Peu avant la fin de l’année 2021, j’avais noté que certains journaux titraient qu’au 1er janvier 2022 l’euro aurait 20 ans… C’est faux. Il est né le 1er janvier 1999 et non le 1er janvier 2002. On l’expliquera plus loin.

Ces titres inexacts m’avaient contrariée car ils compliquent inutilement la compréhension de la construction de l’Union européenne, déjà si difficile à appréhender pour la plupart des citoyens européens : j’imagine la perplexité de ceux qui, à la seule lecture de ces titres, se souviennent que le 1er janvier 2019, les 20 ans de l’euro avaient très largement fait la Une de la presse européenne et internationale. Les différentes étapes de sa naissance avaient été retracées, les témoignages de certains de ses « pères »  avaient été publiés et son anniversaire avait été salué par tous les responsables politiques européens. Bref, il avait été rappelé au monde entier que l’euro était né le 1er janvier 1999 et qu’il avait donc 20 ans au 1er janvier 2019. Voir notre BNE du 4 janvier 2019, « On n’a pas tous les jours 20 ans ».

Et voilà que trois ans plus tard, la presse annonce à nouveau que l’euro a 20 ans… Déroutant.

Certes, si on lit les articles de presse en cause sans s’arrêter à leur titre, accrocheur mais trompeur, on comprend que les 20 ans dont il s’agit, concernent uniquement l’euro fiduciaire c’est-à-dire, les pièces et les billets dont la mise en circulation s’est faite le 1er janvier 2002 : il y a donc bien 20 ans. A cette date, l’euro est devenu visible et palpable ; mais ce que la presse généraliste ne rappelle pas aujourd’hui, et c’est dommage, c’est que l’euro existait sous forme scripturale depuis le 1er janvier 1999. C’est sa véritable date de naissance.

◇ ◇ ◇ ◇ ◇ ◇ ◇

## TRAVAIL À RÉALISER
Pour chaque affirmation ci-dessous, dites s'il vous plaît si elle concorde avec le texte sur l'anniversaire de l'euro, en répondant par oui ou non et en citant les mots du texte qui tranchent.
(a) L'euro est né le 1er janvier 2002.
(b) Les pièces et les billets en euros ont été mis en circulation le 1er janvier 2002.
(c) Les 20 ans de l'euro avaient fait la Une de la presse le 1er janvier 2019.

[Entrées de données extraites]
◇ ◇ ◇ ◇ ◇ ◇ ◇

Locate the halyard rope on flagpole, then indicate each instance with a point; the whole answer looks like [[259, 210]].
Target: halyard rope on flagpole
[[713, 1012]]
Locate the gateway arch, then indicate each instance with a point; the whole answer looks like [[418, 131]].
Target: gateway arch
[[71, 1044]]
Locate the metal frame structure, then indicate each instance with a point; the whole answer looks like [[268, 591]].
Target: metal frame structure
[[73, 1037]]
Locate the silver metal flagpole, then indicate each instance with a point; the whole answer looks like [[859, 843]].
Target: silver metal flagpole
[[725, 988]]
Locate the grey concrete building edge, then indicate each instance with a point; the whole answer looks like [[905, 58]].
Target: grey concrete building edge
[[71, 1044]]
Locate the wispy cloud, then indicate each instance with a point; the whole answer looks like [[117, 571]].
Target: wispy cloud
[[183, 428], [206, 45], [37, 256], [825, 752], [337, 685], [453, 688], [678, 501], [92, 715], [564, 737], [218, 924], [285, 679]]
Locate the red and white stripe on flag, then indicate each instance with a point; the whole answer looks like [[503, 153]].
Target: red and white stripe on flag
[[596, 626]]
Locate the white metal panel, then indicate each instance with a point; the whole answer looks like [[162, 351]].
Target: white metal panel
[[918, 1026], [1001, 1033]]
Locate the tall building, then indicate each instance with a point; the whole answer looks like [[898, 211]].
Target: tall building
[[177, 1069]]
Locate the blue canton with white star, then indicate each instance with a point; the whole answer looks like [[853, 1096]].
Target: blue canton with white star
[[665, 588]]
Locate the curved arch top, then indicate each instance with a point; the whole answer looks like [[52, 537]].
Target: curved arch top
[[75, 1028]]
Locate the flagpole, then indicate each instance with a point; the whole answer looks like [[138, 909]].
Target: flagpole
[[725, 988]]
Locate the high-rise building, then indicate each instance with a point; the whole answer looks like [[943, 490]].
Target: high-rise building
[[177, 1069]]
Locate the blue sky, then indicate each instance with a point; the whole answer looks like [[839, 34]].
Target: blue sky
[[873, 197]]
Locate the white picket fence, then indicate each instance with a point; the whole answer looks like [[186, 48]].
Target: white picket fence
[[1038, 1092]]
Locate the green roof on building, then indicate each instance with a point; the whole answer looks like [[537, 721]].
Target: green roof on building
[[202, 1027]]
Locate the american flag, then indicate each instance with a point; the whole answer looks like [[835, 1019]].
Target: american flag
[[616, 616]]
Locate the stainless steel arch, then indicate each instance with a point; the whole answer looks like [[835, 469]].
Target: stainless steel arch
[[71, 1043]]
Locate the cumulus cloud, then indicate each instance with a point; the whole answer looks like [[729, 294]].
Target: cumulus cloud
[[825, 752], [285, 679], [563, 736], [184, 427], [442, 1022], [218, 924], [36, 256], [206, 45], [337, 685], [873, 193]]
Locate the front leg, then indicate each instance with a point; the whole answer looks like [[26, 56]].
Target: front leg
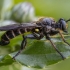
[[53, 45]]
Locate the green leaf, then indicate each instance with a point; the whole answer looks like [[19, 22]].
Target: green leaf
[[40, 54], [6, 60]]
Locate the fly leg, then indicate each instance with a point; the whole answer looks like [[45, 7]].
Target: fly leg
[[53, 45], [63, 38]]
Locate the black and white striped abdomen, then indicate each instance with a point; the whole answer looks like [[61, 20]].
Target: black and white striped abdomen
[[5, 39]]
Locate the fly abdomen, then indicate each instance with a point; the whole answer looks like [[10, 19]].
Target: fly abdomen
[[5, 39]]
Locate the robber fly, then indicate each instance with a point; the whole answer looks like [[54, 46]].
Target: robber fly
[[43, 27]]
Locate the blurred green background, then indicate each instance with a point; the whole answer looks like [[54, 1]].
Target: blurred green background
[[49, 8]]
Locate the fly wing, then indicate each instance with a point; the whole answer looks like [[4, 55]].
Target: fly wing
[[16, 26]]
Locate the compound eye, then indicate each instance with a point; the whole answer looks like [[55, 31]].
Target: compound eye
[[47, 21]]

◇ ◇ ◇ ◇ ◇ ◇ ◇

## SOLUTION CI-DESSOUS
(a) Non : « Il est né le 1er janvier 1999 et non le 1er janvier 2002. »
(b) Oui : « les pièces et les billets dont la mise en circulation s’est faite le 1er janvier 2002 »
(c) Oui : « le 1er janvier 2019, les 20 ans de l’euro avaient très largement fait la Une de la presse européenne et internationale »